(Data supplied):
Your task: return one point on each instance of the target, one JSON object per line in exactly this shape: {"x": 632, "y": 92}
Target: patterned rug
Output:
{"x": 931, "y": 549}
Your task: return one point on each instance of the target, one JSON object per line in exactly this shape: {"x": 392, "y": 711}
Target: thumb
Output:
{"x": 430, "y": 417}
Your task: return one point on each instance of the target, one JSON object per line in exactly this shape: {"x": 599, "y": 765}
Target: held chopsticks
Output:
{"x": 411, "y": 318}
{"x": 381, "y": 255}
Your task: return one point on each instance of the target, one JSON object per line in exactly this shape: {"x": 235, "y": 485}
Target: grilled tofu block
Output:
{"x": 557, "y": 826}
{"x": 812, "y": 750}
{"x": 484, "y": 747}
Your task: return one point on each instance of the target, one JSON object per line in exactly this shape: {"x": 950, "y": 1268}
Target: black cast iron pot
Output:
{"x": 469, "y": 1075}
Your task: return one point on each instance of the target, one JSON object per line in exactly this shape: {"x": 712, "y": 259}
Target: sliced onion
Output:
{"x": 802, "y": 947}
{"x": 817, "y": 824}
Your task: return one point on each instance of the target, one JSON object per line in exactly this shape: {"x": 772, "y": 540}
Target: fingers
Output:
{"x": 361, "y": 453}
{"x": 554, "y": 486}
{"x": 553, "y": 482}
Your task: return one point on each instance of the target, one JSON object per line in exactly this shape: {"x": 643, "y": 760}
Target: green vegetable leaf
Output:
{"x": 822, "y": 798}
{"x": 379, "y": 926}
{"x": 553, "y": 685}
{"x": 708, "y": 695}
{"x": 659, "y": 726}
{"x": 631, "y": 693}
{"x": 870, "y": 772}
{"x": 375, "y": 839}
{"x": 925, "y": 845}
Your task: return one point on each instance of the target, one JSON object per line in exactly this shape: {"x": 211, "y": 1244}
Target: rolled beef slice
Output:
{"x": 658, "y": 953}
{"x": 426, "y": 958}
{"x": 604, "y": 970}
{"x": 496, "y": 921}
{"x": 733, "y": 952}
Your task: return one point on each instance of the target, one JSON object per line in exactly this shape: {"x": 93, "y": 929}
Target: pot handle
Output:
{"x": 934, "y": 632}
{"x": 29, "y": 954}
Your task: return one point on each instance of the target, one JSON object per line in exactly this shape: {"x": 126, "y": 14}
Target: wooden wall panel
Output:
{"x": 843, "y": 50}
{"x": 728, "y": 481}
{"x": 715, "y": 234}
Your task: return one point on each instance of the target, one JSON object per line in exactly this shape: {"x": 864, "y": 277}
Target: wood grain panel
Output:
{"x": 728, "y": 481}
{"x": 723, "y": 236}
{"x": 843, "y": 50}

(Set task): Show each line above that contains the string "panel", copying every such line in full.

(Solved exercise):
Target: wooden wall panel
Target: wood grain panel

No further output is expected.